Exercise aim: Filter the entries for the word "building". Copy each line that has it.

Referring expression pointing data
■ ■ ■
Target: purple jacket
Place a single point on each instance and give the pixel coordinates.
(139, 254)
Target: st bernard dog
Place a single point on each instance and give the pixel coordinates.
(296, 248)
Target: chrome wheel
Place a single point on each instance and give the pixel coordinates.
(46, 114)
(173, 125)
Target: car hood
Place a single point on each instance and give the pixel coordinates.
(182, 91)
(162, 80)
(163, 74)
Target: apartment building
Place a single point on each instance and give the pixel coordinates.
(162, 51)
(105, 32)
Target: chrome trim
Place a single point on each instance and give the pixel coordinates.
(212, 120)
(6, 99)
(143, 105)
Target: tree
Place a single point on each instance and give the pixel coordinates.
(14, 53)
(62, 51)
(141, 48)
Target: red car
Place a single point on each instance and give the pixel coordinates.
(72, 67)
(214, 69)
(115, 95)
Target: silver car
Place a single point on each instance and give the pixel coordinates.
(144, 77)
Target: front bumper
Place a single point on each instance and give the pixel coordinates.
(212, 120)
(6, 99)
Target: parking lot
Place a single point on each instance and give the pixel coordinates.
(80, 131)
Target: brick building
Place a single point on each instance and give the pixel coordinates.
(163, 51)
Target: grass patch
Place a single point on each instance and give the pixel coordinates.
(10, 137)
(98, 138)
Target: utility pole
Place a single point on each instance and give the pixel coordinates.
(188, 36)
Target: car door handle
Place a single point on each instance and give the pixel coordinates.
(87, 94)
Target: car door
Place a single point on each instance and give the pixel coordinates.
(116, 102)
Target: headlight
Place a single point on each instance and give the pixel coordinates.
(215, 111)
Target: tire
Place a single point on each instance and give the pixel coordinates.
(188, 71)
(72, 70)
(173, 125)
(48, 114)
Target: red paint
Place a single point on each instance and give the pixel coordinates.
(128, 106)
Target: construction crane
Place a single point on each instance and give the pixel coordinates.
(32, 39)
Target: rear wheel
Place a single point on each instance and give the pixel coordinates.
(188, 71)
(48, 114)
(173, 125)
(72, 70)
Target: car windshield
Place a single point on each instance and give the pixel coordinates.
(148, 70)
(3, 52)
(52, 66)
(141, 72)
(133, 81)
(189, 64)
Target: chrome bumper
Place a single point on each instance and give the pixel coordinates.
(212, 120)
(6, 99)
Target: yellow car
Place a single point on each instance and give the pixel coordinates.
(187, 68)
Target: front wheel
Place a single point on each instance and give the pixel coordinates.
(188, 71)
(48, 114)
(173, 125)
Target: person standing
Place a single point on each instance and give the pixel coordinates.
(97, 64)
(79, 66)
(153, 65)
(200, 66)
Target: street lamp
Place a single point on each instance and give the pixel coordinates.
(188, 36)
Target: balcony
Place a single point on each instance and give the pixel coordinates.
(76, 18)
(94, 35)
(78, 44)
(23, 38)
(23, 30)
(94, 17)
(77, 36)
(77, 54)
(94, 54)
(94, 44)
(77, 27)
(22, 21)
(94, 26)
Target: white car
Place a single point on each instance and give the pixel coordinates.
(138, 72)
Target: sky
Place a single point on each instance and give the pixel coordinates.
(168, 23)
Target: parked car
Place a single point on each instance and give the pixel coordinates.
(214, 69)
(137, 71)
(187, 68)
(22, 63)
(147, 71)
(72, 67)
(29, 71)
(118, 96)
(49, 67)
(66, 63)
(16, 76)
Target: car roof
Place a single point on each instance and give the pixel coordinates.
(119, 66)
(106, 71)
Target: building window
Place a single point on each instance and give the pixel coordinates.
■ ■ ■
Answer to this problem:
Target: apartment building
Target: brick building
Target: building window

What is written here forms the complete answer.